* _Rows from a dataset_
+ + + + + + +
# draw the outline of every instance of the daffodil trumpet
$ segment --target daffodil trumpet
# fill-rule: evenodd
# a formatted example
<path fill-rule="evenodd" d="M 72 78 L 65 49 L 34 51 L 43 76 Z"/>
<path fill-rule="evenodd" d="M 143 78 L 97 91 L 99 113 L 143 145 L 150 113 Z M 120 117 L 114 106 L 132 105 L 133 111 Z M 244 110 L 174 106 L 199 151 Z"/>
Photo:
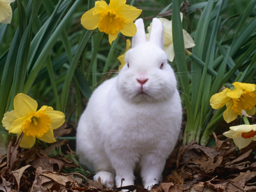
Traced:
<path fill-rule="evenodd" d="M 109 4 L 103 0 L 97 1 L 94 8 L 83 15 L 81 23 L 88 30 L 98 28 L 100 32 L 108 34 L 110 44 L 119 32 L 133 36 L 137 31 L 133 21 L 142 10 L 125 3 L 126 0 L 110 0 Z"/>
<path fill-rule="evenodd" d="M 211 97 L 210 104 L 215 109 L 226 105 L 227 109 L 223 113 L 223 118 L 227 123 L 236 119 L 238 115 L 241 115 L 242 110 L 244 110 L 249 115 L 253 115 L 256 112 L 256 85 L 235 82 L 230 88 L 226 88 L 213 95 Z"/>
<path fill-rule="evenodd" d="M 51 107 L 43 106 L 37 110 L 36 101 L 24 93 L 14 98 L 14 109 L 6 112 L 3 118 L 3 125 L 9 133 L 23 134 L 20 147 L 32 147 L 36 138 L 46 143 L 56 141 L 53 130 L 65 122 L 65 115 Z M 37 111 L 36 111 L 37 110 Z"/>

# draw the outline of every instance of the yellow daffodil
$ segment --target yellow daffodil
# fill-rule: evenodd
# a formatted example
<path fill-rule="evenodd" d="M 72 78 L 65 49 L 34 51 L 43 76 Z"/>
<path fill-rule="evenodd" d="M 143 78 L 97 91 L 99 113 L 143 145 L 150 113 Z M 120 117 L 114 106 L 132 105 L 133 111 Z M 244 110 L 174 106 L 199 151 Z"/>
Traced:
<path fill-rule="evenodd" d="M 108 4 L 105 1 L 97 1 L 94 8 L 83 15 L 81 23 L 88 30 L 98 28 L 100 32 L 108 34 L 110 44 L 119 32 L 125 36 L 132 36 L 137 30 L 133 21 L 142 10 L 125 3 L 126 0 L 110 0 Z"/>
<path fill-rule="evenodd" d="M 0 0 L 0 22 L 9 24 L 12 21 L 12 10 L 10 3 L 15 0 Z"/>
<path fill-rule="evenodd" d="M 32 147 L 36 138 L 47 143 L 56 141 L 53 129 L 60 127 L 65 122 L 65 115 L 54 111 L 51 107 L 38 107 L 35 100 L 24 93 L 19 93 L 14 98 L 14 110 L 6 112 L 3 118 L 3 125 L 9 132 L 23 132 L 20 147 Z"/>
<path fill-rule="evenodd" d="M 167 54 L 168 59 L 170 61 L 172 62 L 174 59 L 174 49 L 173 43 L 172 39 L 172 20 L 169 20 L 165 18 L 159 18 L 163 23 L 163 43 L 164 43 L 164 50 Z M 183 15 L 180 13 L 180 19 L 182 21 Z M 147 38 L 149 37 L 149 34 L 151 31 L 152 23 L 148 27 L 148 34 L 147 35 Z M 184 41 L 185 49 L 193 47 L 195 45 L 194 41 L 191 36 L 187 31 L 182 29 L 183 38 Z"/>
<path fill-rule="evenodd" d="M 224 132 L 223 135 L 233 139 L 239 148 L 244 148 L 252 140 L 256 141 L 256 125 L 241 125 L 229 129 L 230 130 Z"/>
<path fill-rule="evenodd" d="M 225 88 L 221 92 L 213 95 L 210 104 L 213 109 L 218 109 L 226 105 L 224 120 L 229 123 L 244 110 L 249 115 L 255 113 L 256 85 L 254 84 L 236 82 L 233 90 Z"/>
<path fill-rule="evenodd" d="M 129 49 L 130 49 L 131 45 L 132 44 L 131 43 L 130 40 L 127 39 L 126 40 L 126 49 L 125 49 L 125 52 L 117 58 L 117 59 L 121 63 L 121 65 L 119 65 L 119 67 L 118 67 L 118 71 L 120 71 L 121 69 L 123 68 L 123 67 L 126 64 L 125 60 L 125 54 L 126 54 L 126 52 L 127 52 L 127 51 Z"/>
+ + + + + + +
Please copy the lines above word for word, starting at the line that contains "# draw the outline of every instance of the yellow" and stopping after the line that contains "224 132 L 223".

# draw the outline of every instance of the yellow daffodil
$ segment --target yellow daffodil
# fill-rule: evenodd
# a formatted example
<path fill-rule="evenodd" d="M 72 78 L 65 49 L 34 51 L 43 76 Z"/>
<path fill-rule="evenodd" d="M 143 78 L 97 91 L 99 113 L 143 145 L 150 113 Z M 120 117 L 114 106 L 132 105 L 133 111 Z M 244 110 L 174 106 L 199 151 Z"/>
Traced:
<path fill-rule="evenodd" d="M 108 4 L 105 1 L 97 1 L 94 8 L 83 15 L 81 23 L 88 30 L 98 28 L 100 32 L 108 34 L 110 44 L 119 32 L 125 36 L 132 36 L 137 30 L 133 21 L 142 10 L 125 3 L 126 0 L 110 0 Z"/>
<path fill-rule="evenodd" d="M 0 0 L 0 22 L 9 24 L 12 21 L 12 10 L 10 3 L 15 0 Z"/>
<path fill-rule="evenodd" d="M 32 147 L 36 138 L 47 143 L 56 141 L 53 129 L 60 127 L 65 122 L 65 115 L 54 111 L 51 107 L 38 107 L 35 100 L 24 93 L 19 93 L 14 98 L 14 110 L 6 112 L 3 118 L 3 125 L 9 132 L 23 132 L 20 147 Z"/>
<path fill-rule="evenodd" d="M 167 54 L 168 59 L 170 61 L 172 62 L 174 59 L 174 49 L 173 43 L 172 39 L 172 20 L 169 20 L 165 18 L 159 18 L 163 23 L 163 43 L 164 43 L 164 50 Z M 183 15 L 180 13 L 180 19 L 182 21 Z M 147 38 L 149 37 L 149 34 L 151 31 L 152 23 L 148 27 L 148 34 L 147 35 Z M 184 41 L 185 49 L 193 47 L 195 45 L 194 41 L 191 36 L 187 31 L 182 29 L 183 38 Z"/>
<path fill-rule="evenodd" d="M 224 132 L 223 135 L 233 139 L 239 148 L 244 148 L 252 140 L 256 141 L 256 125 L 241 125 L 229 129 L 230 130 Z"/>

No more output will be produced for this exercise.